Transcribe, word for word, the lines of the records below from the line containing "One dot per instance of the white sports" through the line containing "One dot per instance of the rear bumper", both of those lines included. Copy no other lines.

━━━ Records for the exercise

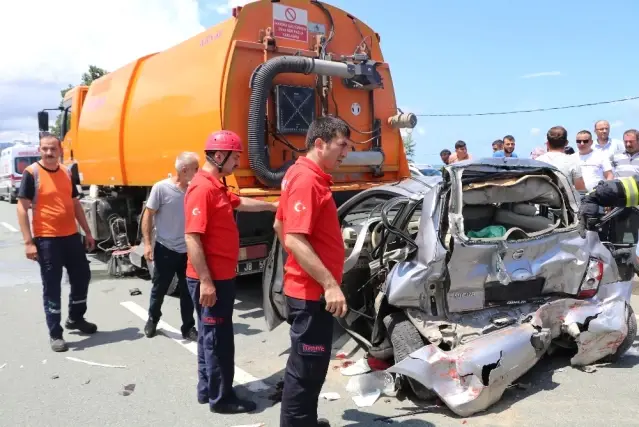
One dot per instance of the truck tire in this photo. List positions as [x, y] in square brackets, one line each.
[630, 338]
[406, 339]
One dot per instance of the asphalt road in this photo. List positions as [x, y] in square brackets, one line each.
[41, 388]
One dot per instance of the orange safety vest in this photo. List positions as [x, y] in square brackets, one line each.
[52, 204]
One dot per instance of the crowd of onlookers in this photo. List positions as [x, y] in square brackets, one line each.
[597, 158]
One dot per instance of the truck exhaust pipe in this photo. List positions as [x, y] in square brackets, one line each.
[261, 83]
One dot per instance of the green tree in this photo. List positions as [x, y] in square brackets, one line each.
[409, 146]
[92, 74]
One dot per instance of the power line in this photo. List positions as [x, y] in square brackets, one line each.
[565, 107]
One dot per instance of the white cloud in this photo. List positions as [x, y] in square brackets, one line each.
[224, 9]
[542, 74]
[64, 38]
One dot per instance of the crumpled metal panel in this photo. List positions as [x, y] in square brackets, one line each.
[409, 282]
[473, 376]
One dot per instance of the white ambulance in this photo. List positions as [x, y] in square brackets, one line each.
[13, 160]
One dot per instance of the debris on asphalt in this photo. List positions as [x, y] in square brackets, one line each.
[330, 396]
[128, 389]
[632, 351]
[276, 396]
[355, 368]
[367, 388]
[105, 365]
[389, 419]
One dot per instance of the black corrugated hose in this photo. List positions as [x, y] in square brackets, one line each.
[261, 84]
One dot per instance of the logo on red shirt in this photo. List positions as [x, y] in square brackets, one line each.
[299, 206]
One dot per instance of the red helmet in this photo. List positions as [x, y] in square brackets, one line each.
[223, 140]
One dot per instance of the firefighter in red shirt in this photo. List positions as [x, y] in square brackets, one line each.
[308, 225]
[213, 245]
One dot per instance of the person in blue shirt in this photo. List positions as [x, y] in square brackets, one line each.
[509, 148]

━━━━━━
━━━ Records for the exercise

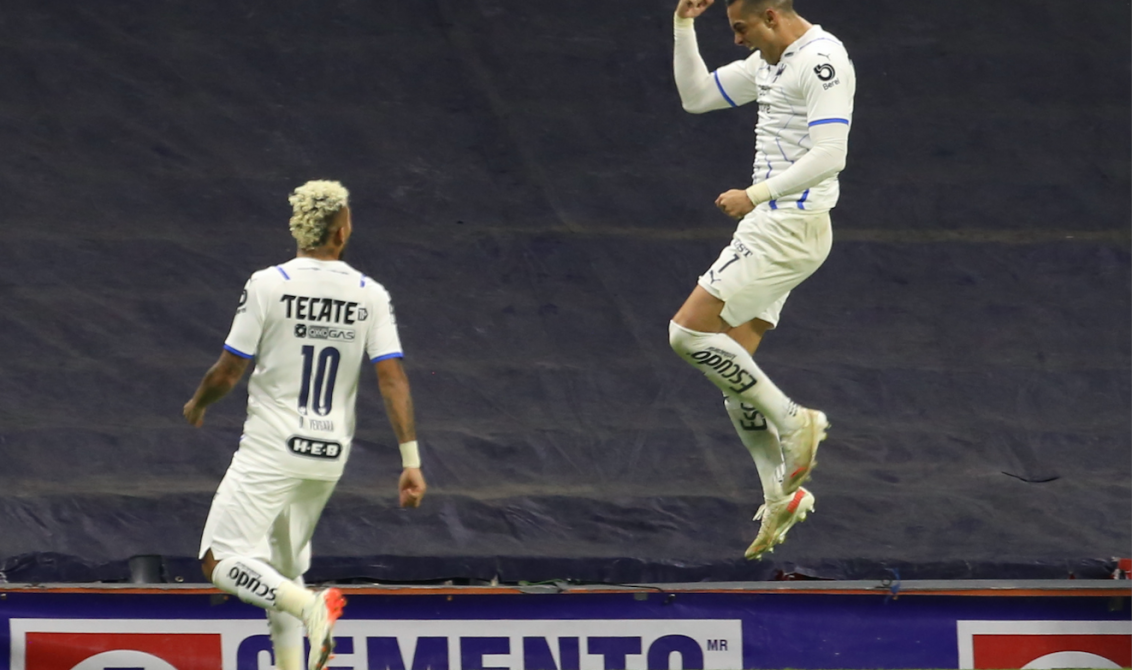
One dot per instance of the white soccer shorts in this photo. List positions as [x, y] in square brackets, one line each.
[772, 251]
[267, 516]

━━━━━━
━━━ Records for the exercise

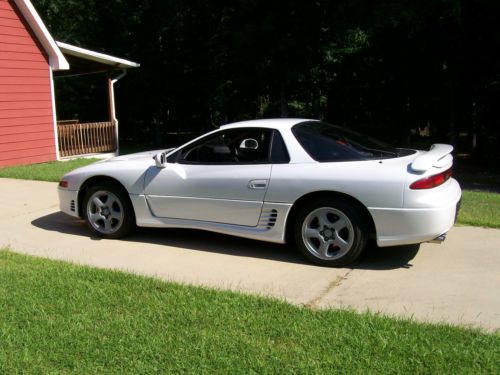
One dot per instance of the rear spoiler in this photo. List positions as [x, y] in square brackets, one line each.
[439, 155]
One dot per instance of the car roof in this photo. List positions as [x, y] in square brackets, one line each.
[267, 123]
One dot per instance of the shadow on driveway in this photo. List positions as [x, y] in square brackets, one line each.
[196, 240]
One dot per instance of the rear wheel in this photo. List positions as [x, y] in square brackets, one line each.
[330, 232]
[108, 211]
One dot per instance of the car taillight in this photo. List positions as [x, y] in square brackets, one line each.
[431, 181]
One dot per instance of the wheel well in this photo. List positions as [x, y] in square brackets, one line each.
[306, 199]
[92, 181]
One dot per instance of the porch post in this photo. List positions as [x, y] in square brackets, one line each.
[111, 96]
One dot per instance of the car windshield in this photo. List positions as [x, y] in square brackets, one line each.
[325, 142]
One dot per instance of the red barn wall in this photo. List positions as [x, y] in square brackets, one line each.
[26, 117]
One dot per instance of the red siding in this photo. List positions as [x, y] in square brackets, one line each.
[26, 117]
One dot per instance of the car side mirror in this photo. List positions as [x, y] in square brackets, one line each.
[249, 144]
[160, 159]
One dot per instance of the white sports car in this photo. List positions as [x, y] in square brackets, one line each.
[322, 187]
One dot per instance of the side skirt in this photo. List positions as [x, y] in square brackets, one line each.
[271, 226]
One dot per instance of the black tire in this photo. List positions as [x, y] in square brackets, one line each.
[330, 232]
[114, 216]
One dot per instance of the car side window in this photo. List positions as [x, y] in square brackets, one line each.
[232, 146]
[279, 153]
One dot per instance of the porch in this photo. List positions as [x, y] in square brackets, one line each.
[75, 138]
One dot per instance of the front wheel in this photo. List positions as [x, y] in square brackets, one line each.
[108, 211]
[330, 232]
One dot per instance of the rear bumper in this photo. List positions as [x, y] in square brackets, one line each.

━━━━━━

▶ **Correct answer**:
One dot per instance of the white sports car in this photo. List positions as [x, y] in square brackets, one line each.
[322, 187]
One dot per instance of the side skirt in this photo. List positions as [x, y] in square brackets, one line each.
[271, 226]
One dot per instance of the black tire in this photo. List positions as [x, y] in square brackets, one line each.
[330, 232]
[114, 216]
One dot per instance of the car side window in this photo. List positions as [x, y] in square brackets, one line each.
[232, 146]
[279, 153]
One dot per instance of the porch in this photo. List positions as [x, y] in square brackets, one line each.
[75, 138]
One dot per instance of the front wheel in this photo. List positions as [x, y] in square brackets, one line each.
[108, 211]
[330, 232]
One dot per instance of the rear bumper in this photo. List positions as [x, y] in square brackets, one line each.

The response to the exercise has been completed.